■ ENTRIES SUPPLIED:
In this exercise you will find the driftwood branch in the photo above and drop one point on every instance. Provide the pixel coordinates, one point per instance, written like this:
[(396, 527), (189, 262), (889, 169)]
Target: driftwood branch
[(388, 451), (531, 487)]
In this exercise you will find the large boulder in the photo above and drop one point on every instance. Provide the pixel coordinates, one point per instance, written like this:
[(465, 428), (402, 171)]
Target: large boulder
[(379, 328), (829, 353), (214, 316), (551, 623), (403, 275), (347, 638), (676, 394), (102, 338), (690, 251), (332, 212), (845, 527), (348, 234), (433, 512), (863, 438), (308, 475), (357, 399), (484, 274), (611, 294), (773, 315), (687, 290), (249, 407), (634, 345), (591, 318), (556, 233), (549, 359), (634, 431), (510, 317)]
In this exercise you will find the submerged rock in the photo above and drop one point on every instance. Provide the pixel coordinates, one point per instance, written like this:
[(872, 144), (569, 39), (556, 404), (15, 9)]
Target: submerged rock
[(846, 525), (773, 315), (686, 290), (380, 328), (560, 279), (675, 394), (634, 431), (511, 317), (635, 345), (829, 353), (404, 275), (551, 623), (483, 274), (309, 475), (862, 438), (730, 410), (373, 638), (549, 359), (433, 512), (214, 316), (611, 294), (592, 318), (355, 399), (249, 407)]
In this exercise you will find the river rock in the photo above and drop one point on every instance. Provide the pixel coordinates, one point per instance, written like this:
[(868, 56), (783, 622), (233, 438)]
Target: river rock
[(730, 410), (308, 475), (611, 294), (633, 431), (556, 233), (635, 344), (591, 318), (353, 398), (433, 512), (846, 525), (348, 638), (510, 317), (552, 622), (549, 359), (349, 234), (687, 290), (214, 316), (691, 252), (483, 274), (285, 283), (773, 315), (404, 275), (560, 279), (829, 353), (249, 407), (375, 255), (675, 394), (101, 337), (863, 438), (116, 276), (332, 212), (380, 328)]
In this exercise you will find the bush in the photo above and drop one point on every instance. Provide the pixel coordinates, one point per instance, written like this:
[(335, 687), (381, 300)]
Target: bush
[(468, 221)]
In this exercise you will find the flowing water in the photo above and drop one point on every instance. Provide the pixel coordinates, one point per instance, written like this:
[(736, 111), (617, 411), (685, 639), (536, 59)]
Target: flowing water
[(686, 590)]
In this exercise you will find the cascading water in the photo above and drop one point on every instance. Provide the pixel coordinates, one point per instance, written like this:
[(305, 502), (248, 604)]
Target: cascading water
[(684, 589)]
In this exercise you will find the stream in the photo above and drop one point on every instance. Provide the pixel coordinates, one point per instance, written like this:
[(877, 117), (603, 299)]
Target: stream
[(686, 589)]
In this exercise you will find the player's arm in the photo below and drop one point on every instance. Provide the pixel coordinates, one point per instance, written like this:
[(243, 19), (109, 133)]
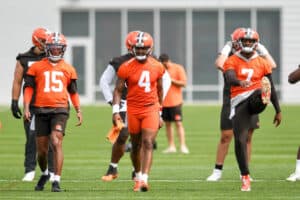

■ WORK TASK: The range runs from the line with "In this exercise you will find the submerged" up to and including the line with "[(872, 144), (569, 39), (556, 404), (15, 9)]" in the listing above; please write out exactly those lines and nothing more.

■ SOLVED PROBLEM:
In this exercise you will find the submerged rock in the photo above and drop one point on every instance. Provide the pixel coordinates, one point per instance, written like this:
[(872, 144), (569, 39), (556, 404), (15, 9)]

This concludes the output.